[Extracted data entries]
BEGIN

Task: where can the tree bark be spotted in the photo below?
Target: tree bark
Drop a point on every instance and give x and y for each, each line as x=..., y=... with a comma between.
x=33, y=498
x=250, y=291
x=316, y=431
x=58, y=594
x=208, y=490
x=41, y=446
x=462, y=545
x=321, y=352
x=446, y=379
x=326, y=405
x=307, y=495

END

▶ [TASK DESCRIPTION]: Lines after the one containing "Target: tree bark" are not wanted; repeat exactly each line above from the first up to and including it.

▶ [TASK RESPONSE]:
Task: where can the tree bark be spotted in the photo below?
Target: tree bark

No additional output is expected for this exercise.